--- TEXT BLOCK ---

Gulf War Veterans Abandoned

San Francico Examiner

And should those soldiers suffer the huge number of disabilities that Gulf War I vets do, they can expect their government, in the words of U.S. Rep. Christopher Shey (R-N.C.), to have “a tin ear, a cold heart and a closed mind.”

For 11 years, more than 100,000 Gulf War vets have complained of chronic fatigue, headaches, joint pains, memory loss, cancer and birth defects. For 11 years the Department of Defense (DOD) has known the cause but systematically denied that the disabilities were anything but psychosomatic.

But, layer by layer, the lies have come undone. A recent study in a British medical journal demonstrated that British Gulf vets were three times as likely to be disabled as all other vets.

The study is hardly a bolt from the blue. The Centers for Disease Control concluded in 1995 that Gulf War vets suffered illnesses at 12 times the rate as non-Gulf War vets.

The stonewalling started when young soldiers were inoculated with an experimental anthrax vaccine that included squalene, an additive with dangerous side effects.

The Defense Department denies the vaccine included squalene, but a University of Tulane Medical School study found squalene antibodies in 36 out of 38 Gulf vets suffering from the syndrome and a high incidence of similar disorders in vaccinated vets who never served in the Gulf. The DOD won’t release information on the vaccine because it is “classified.”

The Pentagon also maintained that none of our troops had been exposed to chemical weapons, in spite of the fact that Army logs indicated the presence of chemical weapons on Jan. 20, 1991. When Sen. Donald Riegle (D-Mich.) requested those logs, he was told they didn’t exist. Eight months later the logs were finally released — with most of the pages missing.

It was not until 1998 that the DOD admitted that as many as 130,000 troops (the vets claim more) were exposed to chemical weapons after the destruction of the Iraqi arms depot at Kamisiyah.

--- DATASET ---

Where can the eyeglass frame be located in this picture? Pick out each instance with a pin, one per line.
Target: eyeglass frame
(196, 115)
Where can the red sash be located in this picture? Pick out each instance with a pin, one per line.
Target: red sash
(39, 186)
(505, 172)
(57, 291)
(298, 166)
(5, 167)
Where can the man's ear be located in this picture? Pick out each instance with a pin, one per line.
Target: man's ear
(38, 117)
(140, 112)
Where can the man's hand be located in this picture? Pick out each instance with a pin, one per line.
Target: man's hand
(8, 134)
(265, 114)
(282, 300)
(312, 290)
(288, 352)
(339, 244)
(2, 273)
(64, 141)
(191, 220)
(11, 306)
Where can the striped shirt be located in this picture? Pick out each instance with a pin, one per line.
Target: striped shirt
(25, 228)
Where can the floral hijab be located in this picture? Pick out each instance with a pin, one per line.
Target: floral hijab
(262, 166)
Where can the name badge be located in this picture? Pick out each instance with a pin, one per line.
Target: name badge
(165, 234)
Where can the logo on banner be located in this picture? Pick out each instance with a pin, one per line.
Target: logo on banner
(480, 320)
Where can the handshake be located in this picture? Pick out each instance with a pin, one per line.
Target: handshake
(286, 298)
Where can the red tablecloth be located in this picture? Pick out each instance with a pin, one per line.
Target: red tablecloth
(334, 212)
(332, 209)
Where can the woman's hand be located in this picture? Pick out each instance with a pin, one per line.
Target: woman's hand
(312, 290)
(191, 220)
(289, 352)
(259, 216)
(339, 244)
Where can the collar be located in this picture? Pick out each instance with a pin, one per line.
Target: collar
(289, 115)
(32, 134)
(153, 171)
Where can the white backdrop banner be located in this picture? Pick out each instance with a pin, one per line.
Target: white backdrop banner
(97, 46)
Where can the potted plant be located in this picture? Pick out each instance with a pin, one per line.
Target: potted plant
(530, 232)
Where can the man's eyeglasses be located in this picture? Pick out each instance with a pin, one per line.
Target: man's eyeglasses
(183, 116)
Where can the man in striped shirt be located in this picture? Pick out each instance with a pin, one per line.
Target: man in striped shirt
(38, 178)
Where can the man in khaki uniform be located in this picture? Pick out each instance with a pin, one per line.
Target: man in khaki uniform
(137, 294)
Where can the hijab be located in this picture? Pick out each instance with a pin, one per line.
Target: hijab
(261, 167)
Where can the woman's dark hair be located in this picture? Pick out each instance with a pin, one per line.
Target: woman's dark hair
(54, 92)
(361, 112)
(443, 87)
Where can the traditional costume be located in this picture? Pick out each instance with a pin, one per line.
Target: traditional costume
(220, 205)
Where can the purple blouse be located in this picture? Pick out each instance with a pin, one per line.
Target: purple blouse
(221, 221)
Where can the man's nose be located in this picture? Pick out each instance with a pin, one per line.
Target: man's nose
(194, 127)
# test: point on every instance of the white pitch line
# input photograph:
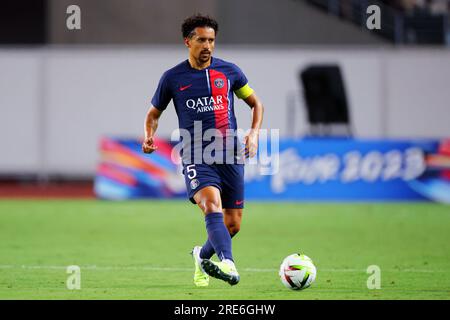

---

» TASKS AND EXERCISES
(a) Edit the Gulf War veterans article by copying everything from "For 11 years, more" down to "all other vets.", with "Department of Defense" replaced by "Defense Department".
(b) Please rewrite the paragraph of the Gulf War veterans article that begins "The Pentagon also maintained" as a shorter version that keeps its main facts.

» YOUR WRITTEN ANSWERS
(a)
For 11 years, more than 100,000 Gulf War vets have complained of chronic fatigue, headaches, joint pains, memory loss, cancer and birth defects. For 11 years the Defense Department (DOD) has known the cause but systematically denied that the disabilities were anything but psychosomatic.

But, layer by layer, the lies have come undone. A recent study in a British medical journal demonstrated that British Gulf vets were three times as likely to be disabled as all other vets.

(b) The Pentagon claimed no troops were exposed to chemical weapons, though Army logs showed such weapons present on Jan. 20, 1991. Sen. Donald Riegle (D-Mich.) asked for the logs and was told they didn't exist. They were released eight months later, with most pages missing.